Your objective — Repeat word for word the line with "Could you put a marker on the sky" and every line after it until the records below run out.

--- START OF Provided records ---

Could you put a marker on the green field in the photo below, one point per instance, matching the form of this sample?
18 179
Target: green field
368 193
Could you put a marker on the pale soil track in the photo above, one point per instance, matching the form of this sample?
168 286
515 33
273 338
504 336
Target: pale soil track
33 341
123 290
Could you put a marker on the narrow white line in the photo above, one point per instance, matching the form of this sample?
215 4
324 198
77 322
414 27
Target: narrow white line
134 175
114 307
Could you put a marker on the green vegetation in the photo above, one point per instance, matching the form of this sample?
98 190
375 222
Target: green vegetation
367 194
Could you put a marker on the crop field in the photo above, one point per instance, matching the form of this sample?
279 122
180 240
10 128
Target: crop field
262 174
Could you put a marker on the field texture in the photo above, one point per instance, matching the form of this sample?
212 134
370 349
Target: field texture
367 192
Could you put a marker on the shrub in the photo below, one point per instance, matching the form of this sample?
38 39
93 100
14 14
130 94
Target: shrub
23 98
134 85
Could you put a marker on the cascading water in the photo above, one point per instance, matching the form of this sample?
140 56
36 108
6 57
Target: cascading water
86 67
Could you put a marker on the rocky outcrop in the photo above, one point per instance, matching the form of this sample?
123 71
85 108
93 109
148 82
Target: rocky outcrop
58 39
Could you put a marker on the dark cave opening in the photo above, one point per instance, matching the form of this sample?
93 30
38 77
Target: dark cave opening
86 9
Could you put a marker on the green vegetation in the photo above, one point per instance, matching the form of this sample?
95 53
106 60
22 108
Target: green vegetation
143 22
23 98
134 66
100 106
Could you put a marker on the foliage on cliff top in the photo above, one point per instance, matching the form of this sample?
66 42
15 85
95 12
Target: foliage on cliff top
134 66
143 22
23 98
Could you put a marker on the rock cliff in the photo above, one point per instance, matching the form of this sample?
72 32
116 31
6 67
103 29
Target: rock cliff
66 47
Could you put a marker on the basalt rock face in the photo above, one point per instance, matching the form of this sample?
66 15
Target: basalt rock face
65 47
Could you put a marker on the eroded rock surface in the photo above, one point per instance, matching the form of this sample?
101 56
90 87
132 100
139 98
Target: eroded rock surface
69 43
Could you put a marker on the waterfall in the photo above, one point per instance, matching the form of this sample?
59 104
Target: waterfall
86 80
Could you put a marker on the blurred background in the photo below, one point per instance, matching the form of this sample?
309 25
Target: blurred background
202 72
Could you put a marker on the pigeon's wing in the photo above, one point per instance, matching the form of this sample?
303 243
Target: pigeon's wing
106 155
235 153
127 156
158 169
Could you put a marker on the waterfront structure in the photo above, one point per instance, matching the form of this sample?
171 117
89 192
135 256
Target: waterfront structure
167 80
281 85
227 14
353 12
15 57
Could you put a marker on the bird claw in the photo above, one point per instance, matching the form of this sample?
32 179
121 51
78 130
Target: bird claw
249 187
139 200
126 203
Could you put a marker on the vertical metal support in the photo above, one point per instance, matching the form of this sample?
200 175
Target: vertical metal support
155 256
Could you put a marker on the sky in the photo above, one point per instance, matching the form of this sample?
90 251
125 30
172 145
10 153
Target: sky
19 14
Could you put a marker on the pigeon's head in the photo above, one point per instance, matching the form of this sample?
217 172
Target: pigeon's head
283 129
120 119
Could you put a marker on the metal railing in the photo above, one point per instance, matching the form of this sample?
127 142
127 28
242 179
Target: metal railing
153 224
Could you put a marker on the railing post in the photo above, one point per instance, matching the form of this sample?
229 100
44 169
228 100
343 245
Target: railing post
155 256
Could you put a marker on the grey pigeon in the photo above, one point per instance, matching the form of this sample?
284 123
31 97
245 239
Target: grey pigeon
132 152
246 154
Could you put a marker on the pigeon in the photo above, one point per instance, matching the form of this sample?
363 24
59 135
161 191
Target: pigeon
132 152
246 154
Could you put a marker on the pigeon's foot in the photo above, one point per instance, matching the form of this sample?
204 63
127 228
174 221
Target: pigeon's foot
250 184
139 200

--- END OF Provided records ---

Solved exercise —
Could you put a marker on the sky in the photo above, one point per instance, matching the form of this sample?
90 251
125 30
172 145
10 153
Target: sky
19 14
Could you put a marker on the pigeon's head in the photo above, one point per instance, matching the form of this sample?
217 172
Target: pigeon's head
283 129
120 119
Could you put a marker on the metal railing in the photo above, one point per instance, matching the form of this sample?
127 142
127 28
242 179
Target: metal railing
153 224
Could you put a marker on the railing post in the photo above, one point per instance, matching the form of this sample?
229 100
44 169
228 100
343 245
Target: railing post
155 256
Could you put a marker on the grey pigeon in the photo above, one point per instance, matching the form of this sample?
284 123
31 97
245 239
Target: grey pigeon
132 152
246 154
Could you put a marker on the pigeon in the photo above, one point per instance, matching the form of this sample?
363 24
59 135
161 191
Target: pigeon
132 152
246 154
Could you put a marker on the pigeon's foot in the photo above, one point per instance, matching the form of this sample?
204 63
127 228
174 221
Target: pigeon's foot
250 184
139 200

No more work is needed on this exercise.